**Data provided:**
━━━━━━━━

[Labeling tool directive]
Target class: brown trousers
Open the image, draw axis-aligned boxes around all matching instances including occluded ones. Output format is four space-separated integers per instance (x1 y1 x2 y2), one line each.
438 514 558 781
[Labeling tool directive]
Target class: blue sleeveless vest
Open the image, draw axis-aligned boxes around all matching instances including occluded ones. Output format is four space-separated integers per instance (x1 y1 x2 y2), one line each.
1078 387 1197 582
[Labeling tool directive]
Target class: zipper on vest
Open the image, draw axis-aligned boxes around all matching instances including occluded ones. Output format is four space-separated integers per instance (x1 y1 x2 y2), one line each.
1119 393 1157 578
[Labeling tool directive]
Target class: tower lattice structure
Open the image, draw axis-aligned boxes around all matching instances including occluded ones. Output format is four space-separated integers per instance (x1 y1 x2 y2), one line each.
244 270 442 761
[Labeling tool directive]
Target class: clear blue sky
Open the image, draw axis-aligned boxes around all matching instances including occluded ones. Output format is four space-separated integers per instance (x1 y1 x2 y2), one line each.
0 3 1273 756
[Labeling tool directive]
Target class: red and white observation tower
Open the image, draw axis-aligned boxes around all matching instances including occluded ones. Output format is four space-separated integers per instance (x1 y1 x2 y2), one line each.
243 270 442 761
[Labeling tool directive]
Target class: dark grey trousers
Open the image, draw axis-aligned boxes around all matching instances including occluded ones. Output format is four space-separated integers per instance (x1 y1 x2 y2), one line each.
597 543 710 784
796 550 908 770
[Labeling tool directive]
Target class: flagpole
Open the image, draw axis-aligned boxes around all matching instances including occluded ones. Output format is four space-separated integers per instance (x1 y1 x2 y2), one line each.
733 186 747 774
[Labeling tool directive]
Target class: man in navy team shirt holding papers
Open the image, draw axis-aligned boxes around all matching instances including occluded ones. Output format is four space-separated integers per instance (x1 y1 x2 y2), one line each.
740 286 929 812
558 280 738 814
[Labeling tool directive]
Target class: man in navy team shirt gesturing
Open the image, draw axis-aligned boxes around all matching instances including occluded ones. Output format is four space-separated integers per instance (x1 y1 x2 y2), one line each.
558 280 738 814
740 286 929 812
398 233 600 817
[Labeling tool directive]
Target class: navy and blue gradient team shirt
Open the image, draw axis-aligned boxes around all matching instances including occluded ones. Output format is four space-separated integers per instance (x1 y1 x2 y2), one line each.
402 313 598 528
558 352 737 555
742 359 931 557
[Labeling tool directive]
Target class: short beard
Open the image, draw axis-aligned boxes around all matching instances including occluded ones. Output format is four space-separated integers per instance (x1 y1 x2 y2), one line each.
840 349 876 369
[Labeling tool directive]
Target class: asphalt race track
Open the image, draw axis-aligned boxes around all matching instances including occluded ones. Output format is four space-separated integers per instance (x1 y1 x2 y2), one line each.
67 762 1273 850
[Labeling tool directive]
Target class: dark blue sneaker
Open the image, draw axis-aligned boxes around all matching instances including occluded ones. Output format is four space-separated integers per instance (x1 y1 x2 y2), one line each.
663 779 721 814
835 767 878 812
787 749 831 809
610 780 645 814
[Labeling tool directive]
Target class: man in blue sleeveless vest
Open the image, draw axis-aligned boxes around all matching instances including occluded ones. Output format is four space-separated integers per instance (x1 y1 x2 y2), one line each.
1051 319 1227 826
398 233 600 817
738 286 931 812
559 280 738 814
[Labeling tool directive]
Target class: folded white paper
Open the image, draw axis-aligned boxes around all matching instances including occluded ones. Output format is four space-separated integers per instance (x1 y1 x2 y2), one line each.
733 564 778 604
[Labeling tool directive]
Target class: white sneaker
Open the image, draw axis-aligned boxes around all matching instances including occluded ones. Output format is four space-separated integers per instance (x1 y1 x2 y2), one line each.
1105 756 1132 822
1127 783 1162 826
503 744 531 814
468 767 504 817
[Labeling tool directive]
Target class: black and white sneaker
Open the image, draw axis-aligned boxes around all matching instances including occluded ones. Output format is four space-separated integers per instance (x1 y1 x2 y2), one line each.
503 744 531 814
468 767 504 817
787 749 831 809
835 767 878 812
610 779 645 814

━━━━━━━━

**Your objective:**
From the entries above, pull out every line that contains the word "white". Treat uppercase and lowercase as different.

**Exercise solution:**
Target class: red and white observation tower
Target class: folded white paper
Target class: white sneaker
Target class: black and white sneaker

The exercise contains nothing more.